▶
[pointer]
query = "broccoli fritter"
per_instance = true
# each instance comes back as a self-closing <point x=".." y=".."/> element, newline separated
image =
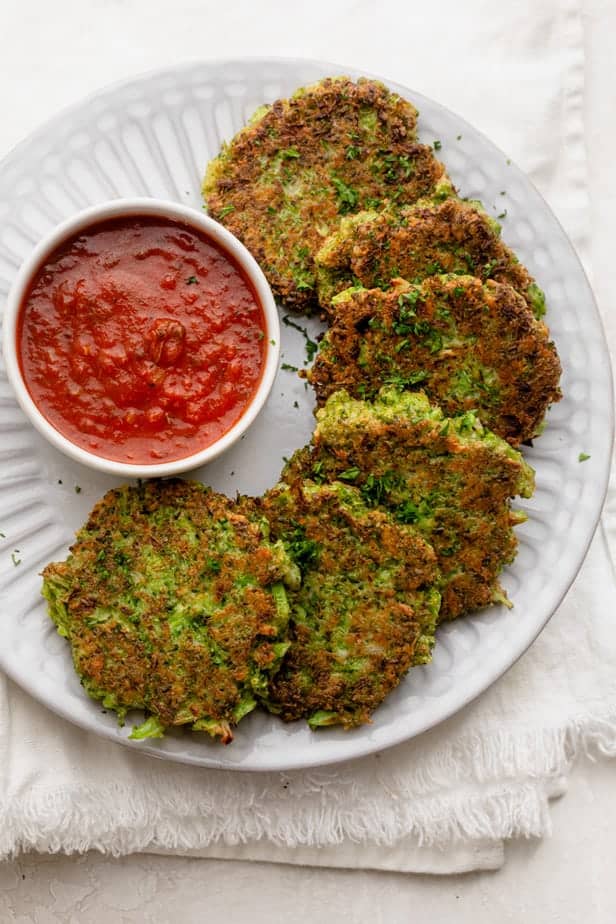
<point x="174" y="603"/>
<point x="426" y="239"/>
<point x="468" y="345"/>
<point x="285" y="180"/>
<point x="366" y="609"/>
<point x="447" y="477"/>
◀
▶
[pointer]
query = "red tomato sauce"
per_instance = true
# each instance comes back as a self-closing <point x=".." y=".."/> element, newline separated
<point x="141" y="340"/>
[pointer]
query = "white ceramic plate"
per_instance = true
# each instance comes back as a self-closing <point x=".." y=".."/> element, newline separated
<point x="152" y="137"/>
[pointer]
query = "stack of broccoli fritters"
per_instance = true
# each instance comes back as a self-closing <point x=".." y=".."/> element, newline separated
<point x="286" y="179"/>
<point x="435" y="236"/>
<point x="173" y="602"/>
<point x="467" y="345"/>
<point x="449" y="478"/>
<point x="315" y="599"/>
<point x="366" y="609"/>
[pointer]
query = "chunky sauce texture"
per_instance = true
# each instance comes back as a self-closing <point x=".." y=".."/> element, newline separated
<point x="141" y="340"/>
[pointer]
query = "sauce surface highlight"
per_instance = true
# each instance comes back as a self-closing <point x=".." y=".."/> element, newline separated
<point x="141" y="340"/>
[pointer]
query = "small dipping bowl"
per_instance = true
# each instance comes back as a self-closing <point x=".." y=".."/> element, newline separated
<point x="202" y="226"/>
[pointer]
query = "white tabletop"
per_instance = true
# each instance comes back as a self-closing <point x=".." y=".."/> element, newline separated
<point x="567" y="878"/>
◀
_OBJECTIVE:_
From the listing above, pick out every line that contains the word "sauce" and copy each one. Case counts, so only lines with that exact capitalization qualify.

_RESULT:_
query = "red tomato sauce"
query = "chunky sauce texture"
query = "sauce surface highlight"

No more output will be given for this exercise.